# EXERCISE BRIEF
Return every line in the lines below that contains the word "wing".

# EXERCISE INPUTS
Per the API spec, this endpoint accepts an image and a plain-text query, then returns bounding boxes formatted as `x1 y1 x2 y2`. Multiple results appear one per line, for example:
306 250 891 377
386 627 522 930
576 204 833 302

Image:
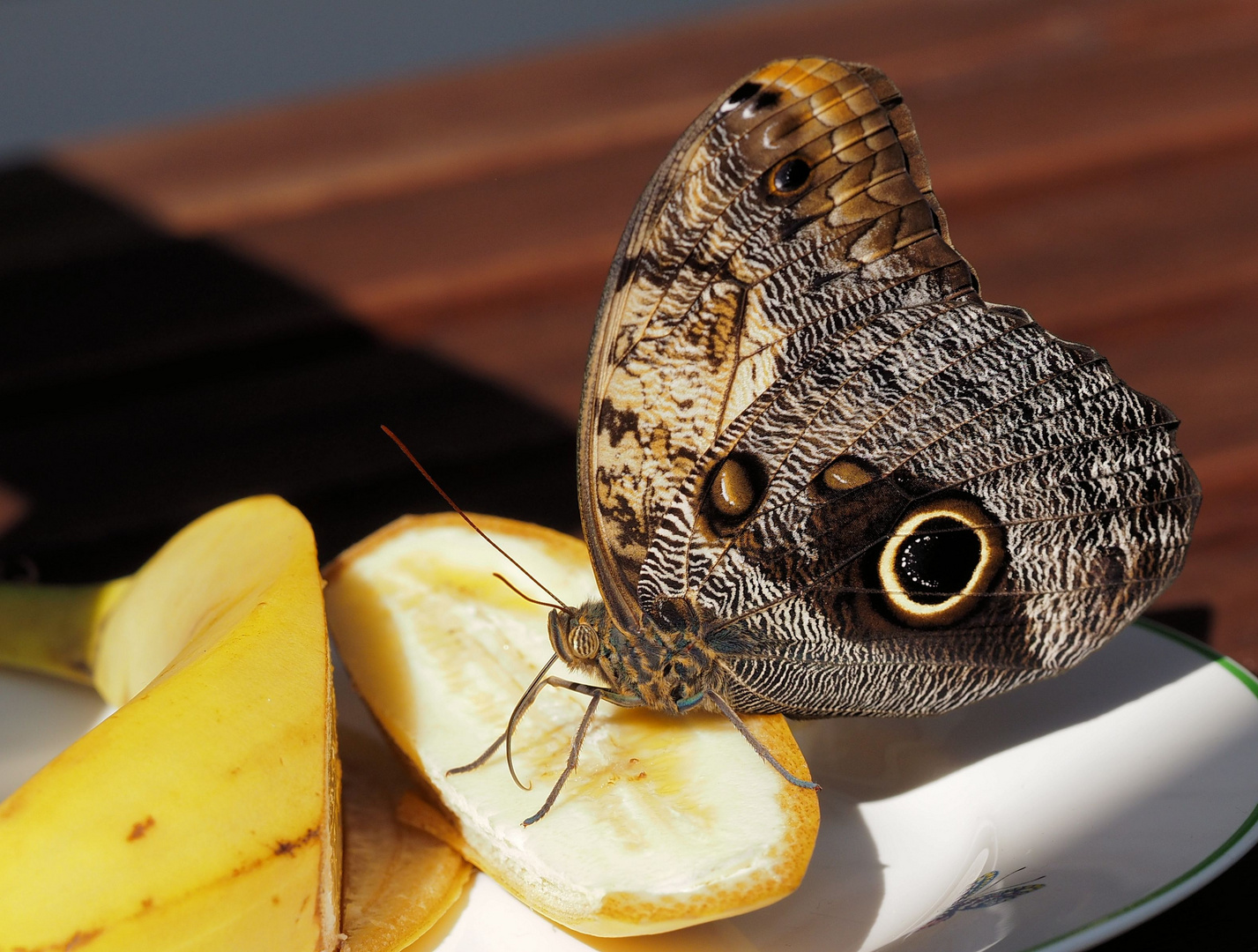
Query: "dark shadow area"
1145 605 1214 643
0 166 578 583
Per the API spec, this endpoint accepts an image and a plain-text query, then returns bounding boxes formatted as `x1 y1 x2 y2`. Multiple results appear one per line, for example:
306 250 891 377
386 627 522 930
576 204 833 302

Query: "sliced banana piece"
0 495 341 952
339 722 472 952
324 515 819 935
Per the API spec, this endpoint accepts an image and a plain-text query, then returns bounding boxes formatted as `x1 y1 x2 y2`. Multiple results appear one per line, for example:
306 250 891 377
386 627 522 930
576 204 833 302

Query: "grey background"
0 0 772 160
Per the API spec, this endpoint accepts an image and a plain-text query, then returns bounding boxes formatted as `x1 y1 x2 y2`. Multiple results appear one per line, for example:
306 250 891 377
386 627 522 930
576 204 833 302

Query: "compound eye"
878 499 1005 628
568 624 599 659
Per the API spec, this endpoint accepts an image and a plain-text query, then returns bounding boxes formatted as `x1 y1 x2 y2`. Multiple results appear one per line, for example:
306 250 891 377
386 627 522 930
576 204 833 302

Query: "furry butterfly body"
458 58 1200 814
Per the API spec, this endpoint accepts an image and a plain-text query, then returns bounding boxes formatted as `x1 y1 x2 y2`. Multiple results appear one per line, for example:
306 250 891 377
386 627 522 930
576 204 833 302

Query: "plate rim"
1010 618 1258 952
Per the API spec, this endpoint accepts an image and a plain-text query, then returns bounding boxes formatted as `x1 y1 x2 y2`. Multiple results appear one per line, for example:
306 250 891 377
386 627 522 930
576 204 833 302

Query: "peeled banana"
0 497 341 952
326 515 819 935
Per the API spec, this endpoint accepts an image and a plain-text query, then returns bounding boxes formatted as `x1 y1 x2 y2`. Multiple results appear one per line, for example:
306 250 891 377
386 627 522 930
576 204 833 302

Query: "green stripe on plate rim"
1023 618 1258 952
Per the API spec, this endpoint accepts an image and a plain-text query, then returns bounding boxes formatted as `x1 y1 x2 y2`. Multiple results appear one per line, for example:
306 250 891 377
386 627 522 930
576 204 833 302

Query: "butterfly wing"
578 58 970 628
581 59 1199 703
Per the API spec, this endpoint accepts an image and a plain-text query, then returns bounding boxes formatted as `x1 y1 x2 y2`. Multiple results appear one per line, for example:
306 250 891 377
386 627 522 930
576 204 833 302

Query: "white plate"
0 624 1258 952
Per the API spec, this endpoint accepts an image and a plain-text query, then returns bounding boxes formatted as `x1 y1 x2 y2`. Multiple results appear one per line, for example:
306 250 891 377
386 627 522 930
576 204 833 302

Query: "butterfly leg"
445 654 559 790
521 678 643 826
707 690 822 790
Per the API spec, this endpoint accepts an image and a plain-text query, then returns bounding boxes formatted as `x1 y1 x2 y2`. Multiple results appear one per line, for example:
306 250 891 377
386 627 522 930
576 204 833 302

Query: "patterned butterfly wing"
578 58 970 628
581 59 1199 717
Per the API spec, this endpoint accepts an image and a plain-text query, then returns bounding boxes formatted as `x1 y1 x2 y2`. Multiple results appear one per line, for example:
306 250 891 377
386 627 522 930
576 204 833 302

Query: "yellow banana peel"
0 497 341 952
326 513 819 935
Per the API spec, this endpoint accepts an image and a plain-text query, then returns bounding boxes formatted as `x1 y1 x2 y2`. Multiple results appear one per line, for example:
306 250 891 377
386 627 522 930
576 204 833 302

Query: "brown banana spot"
127 816 157 843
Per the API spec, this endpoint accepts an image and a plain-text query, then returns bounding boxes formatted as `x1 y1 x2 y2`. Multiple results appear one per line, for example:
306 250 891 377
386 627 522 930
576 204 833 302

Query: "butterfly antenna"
380 424 577 608
493 572 574 615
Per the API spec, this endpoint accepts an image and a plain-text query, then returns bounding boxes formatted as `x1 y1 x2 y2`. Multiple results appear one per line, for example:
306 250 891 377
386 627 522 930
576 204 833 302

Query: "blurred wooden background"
0 0 1258 949
46 0 1258 668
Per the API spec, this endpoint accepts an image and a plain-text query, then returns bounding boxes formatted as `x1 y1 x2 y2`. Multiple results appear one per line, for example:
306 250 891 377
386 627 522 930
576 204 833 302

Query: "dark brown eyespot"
721 83 760 112
708 459 756 518
770 156 813 195
822 457 873 490
878 499 1005 628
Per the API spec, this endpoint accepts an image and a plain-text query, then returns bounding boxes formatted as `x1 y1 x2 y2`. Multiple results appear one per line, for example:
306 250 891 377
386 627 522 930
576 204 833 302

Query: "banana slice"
324 515 819 935
339 722 472 952
0 497 341 952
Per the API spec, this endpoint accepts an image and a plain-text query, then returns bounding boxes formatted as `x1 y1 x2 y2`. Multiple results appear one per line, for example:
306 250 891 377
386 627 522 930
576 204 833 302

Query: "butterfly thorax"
548 601 721 714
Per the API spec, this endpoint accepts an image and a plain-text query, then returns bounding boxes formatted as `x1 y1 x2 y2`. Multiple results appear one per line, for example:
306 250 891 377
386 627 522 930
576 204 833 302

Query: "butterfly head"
546 602 607 670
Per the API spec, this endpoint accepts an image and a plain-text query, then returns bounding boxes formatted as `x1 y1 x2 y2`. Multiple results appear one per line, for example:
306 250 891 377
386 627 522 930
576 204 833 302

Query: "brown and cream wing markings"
578 58 976 628
580 59 1200 717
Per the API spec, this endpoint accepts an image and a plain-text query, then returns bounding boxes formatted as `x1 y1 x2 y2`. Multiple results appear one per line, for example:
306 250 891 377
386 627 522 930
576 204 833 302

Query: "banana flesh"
326 515 819 935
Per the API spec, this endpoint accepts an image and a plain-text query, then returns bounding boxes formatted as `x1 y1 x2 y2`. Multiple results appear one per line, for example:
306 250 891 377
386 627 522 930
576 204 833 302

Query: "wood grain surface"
56 0 1258 668
0 0 1258 948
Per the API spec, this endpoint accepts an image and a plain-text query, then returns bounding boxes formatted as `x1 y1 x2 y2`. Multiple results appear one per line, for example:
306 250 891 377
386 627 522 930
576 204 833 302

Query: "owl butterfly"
452 58 1200 822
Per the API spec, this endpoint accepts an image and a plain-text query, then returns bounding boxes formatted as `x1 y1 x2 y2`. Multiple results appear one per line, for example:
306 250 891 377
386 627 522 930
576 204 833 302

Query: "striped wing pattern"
580 59 1199 717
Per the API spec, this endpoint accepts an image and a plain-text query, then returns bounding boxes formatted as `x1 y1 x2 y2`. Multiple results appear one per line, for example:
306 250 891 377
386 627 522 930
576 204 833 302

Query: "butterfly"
460 58 1200 822
917 866 1048 932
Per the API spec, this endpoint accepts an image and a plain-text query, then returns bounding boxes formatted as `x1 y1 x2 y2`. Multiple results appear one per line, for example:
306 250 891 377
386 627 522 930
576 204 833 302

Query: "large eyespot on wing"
877 499 1005 628
578 58 973 626
643 293 1200 717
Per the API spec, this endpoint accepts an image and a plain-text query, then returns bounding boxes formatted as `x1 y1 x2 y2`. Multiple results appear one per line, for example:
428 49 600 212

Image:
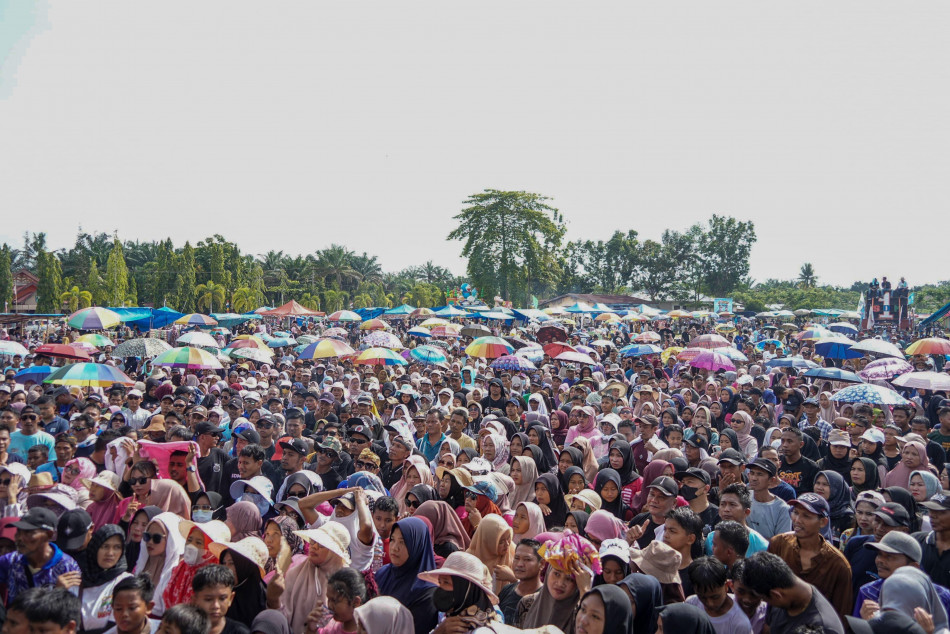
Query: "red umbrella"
36 343 92 361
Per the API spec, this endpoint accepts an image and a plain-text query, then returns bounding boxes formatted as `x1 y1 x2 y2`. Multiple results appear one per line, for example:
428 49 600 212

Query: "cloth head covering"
227 502 261 542
620 572 663 634
660 604 725 634
413 500 471 550
535 473 568 530
353 596 416 634
878 566 948 632
82 524 128 588
581 584 640 634
376 517 435 605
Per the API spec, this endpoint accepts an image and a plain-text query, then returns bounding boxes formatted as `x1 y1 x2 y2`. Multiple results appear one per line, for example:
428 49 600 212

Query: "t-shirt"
765 586 844 634
778 456 821 495
686 594 752 634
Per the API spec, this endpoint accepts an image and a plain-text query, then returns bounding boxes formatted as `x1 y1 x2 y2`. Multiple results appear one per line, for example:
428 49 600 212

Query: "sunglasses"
142 533 165 544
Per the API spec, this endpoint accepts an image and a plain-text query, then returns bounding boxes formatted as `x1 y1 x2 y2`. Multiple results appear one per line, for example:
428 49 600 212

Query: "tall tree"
448 189 566 303
105 238 129 306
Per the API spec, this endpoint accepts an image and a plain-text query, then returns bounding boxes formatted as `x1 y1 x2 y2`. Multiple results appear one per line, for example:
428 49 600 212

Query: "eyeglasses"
142 533 165 544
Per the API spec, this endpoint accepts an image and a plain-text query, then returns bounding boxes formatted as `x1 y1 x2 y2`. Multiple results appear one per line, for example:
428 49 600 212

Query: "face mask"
680 485 699 502
183 544 204 566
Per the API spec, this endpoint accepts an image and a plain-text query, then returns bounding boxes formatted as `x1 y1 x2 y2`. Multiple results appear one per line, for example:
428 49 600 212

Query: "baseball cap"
647 476 680 497
874 502 910 527
788 493 831 517
864 531 923 564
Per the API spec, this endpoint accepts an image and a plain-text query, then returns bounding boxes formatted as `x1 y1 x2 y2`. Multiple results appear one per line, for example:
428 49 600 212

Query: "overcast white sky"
0 0 950 285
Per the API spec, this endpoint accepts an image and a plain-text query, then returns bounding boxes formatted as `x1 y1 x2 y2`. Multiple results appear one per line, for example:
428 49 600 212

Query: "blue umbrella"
802 368 864 383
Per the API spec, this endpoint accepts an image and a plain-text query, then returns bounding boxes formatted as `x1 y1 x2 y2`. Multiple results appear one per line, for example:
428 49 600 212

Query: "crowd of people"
0 312 950 634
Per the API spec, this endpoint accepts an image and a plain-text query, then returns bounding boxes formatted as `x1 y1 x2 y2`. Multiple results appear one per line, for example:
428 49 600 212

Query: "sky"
0 0 950 286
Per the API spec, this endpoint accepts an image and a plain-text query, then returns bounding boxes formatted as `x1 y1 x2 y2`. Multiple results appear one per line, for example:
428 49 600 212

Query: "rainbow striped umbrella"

# RIGHT ANSWER
Query: "butterfly wing"
Query: "patterned butterfly wing"
Query: "brown and cream wing markings"
Query: "striped wing pattern"
Query: "large eyespot on wing"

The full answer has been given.